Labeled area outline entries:
=======
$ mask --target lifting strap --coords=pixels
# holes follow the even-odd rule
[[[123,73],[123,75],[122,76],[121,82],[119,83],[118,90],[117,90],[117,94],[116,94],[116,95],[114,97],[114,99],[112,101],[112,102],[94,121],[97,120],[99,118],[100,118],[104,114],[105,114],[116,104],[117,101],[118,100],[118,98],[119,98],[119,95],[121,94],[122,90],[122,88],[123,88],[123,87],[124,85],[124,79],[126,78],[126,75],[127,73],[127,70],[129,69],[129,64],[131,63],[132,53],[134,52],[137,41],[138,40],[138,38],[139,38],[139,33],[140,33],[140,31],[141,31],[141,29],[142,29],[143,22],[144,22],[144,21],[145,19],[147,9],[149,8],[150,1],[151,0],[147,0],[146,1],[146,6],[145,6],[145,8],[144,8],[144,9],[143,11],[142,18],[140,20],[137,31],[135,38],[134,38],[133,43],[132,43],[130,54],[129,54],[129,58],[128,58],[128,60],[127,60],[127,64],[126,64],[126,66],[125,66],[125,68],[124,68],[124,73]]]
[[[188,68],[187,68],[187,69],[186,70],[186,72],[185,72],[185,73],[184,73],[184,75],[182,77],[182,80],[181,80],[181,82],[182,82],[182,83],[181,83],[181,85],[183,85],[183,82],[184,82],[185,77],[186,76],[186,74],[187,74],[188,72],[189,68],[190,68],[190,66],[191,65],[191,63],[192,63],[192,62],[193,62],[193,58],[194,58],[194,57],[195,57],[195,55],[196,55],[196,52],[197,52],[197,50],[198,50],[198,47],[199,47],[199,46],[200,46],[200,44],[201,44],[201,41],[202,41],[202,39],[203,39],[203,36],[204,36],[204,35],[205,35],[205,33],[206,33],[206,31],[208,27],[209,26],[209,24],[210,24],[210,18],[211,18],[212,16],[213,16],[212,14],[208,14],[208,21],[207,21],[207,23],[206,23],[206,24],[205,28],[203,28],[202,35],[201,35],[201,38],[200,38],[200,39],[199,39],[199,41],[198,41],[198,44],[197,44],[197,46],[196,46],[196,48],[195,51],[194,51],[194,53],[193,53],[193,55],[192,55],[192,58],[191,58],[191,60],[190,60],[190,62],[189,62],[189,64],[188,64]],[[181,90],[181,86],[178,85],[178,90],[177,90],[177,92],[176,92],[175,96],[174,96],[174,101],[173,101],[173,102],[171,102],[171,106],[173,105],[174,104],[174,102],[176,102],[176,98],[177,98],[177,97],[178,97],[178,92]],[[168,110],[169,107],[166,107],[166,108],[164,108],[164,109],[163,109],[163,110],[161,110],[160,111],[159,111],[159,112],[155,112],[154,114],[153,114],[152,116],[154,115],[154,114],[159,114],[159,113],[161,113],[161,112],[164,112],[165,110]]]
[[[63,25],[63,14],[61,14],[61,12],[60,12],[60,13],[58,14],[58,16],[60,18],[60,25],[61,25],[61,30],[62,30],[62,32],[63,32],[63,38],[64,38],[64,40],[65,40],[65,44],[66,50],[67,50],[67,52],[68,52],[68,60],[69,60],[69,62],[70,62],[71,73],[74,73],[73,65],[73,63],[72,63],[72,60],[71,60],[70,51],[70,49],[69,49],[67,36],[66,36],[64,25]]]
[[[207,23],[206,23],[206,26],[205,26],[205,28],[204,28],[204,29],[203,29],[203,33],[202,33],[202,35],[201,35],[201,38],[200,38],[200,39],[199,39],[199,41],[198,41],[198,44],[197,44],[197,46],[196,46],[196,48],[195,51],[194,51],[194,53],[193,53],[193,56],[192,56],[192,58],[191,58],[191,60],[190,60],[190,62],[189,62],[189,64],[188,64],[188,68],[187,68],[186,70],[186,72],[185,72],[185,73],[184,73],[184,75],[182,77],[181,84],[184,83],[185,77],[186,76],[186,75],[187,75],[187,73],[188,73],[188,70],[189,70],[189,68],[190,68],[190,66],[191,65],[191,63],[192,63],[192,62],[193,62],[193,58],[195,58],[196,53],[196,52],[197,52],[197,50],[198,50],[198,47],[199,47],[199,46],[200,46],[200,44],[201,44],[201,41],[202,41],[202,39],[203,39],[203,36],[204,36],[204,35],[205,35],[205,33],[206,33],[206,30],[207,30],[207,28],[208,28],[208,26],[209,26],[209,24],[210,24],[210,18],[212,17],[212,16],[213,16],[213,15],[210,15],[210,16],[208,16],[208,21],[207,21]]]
=======
• **Prompt**
Rewrite the records above, substituting "cargo strap" for "lifting strap" and leaving every other character unchanged.

• **Complete response**
$ mask --target cargo strap --coords=pixels
# holes follow the even-odd rule
[[[123,73],[123,75],[122,76],[121,82],[119,83],[118,90],[117,90],[117,94],[116,94],[116,95],[114,97],[114,99],[112,101],[112,102],[94,121],[97,120],[99,118],[100,118],[104,114],[105,114],[116,104],[117,101],[118,100],[118,98],[119,98],[119,95],[121,94],[122,90],[122,88],[123,88],[123,87],[124,85],[124,79],[126,78],[126,75],[127,73],[127,70],[129,69],[129,64],[131,63],[132,53],[134,52],[137,41],[138,40],[138,38],[139,38],[139,33],[140,33],[140,31],[141,31],[141,29],[142,29],[143,22],[144,22],[144,21],[145,19],[147,9],[149,8],[150,1],[151,0],[147,0],[146,1],[146,6],[145,6],[145,8],[144,8],[144,9],[143,11],[142,18],[140,20],[137,31],[135,38],[134,38],[133,43],[132,43],[130,54],[129,54],[129,58],[128,58],[128,60],[127,60],[127,64],[126,64],[126,66],[125,66],[125,68],[124,68],[124,73]]]
[[[188,68],[187,68],[187,69],[186,70],[186,72],[185,72],[185,73],[184,73],[184,75],[182,77],[182,80],[181,80],[181,82],[182,82],[182,83],[181,83],[181,85],[183,85],[183,82],[184,82],[185,77],[186,76],[186,74],[187,74],[188,72],[189,68],[190,68],[190,66],[191,65],[191,63],[192,63],[192,62],[193,62],[193,58],[194,58],[194,57],[195,57],[195,55],[196,55],[196,52],[197,52],[197,50],[198,50],[198,47],[199,47],[199,46],[200,46],[200,44],[201,44],[201,41],[202,41],[202,39],[203,39],[203,36],[204,36],[204,35],[205,35],[205,33],[206,33],[206,31],[208,27],[209,26],[209,24],[210,24],[210,18],[211,18],[212,16],[213,16],[212,14],[208,14],[208,21],[207,21],[207,23],[206,23],[206,24],[205,28],[203,28],[202,35],[201,35],[201,38],[200,38],[200,39],[199,39],[199,41],[198,41],[198,44],[197,44],[197,46],[196,46],[196,48],[195,51],[194,51],[194,53],[193,53],[193,55],[192,55],[192,58],[191,58],[191,60],[190,60],[190,62],[189,62],[189,64],[188,64]],[[181,90],[181,86],[178,85],[178,90],[177,90],[177,92],[176,92],[175,96],[174,96],[174,101],[173,101],[173,102],[171,102],[171,106],[173,105],[174,104],[174,102],[176,102],[176,98],[177,98],[177,97],[178,97],[178,92]],[[168,110],[169,107],[166,107],[166,108],[164,108],[164,109],[163,109],[163,110],[161,110],[160,111],[159,111],[159,112],[155,112],[154,114],[153,114],[152,116],[154,115],[154,114],[159,114],[159,113],[161,113],[161,112],[164,112],[165,110]]]
[[[63,25],[63,14],[61,14],[61,12],[60,12],[60,13],[58,14],[58,16],[60,18],[60,25],[61,25],[61,30],[62,30],[62,32],[63,32],[63,38],[64,38],[64,40],[65,40],[65,44],[66,50],[67,50],[67,52],[68,52],[68,60],[69,60],[69,62],[70,62],[71,73],[74,73],[73,65],[73,63],[72,63],[72,60],[71,60],[70,51],[70,49],[69,49],[67,36],[66,36],[64,25]]]
[[[207,23],[206,23],[206,26],[205,26],[205,28],[204,28],[204,29],[203,29],[203,33],[202,33],[202,35],[201,35],[201,38],[200,38],[200,39],[199,39],[199,41],[198,41],[198,44],[197,44],[197,46],[196,46],[196,48],[195,51],[194,51],[194,53],[193,53],[193,56],[192,56],[192,58],[191,58],[191,60],[190,60],[190,62],[189,62],[189,64],[188,64],[188,68],[187,68],[186,70],[186,72],[185,72],[185,73],[184,73],[184,75],[182,77],[181,84],[184,83],[185,77],[186,76],[186,75],[187,75],[187,73],[188,73],[188,70],[189,70],[189,68],[190,68],[190,66],[191,65],[191,63],[192,63],[192,62],[193,62],[193,58],[195,58],[196,53],[196,52],[197,52],[197,50],[198,50],[198,47],[199,47],[199,46],[200,46],[200,44],[201,44],[201,41],[202,41],[202,39],[203,39],[203,36],[204,36],[204,35],[205,35],[205,33],[206,33],[206,30],[207,30],[207,28],[208,28],[208,26],[209,26],[209,24],[210,24],[210,18],[212,17],[212,16],[213,16],[213,15],[210,15],[210,16],[208,16],[208,21],[207,21]]]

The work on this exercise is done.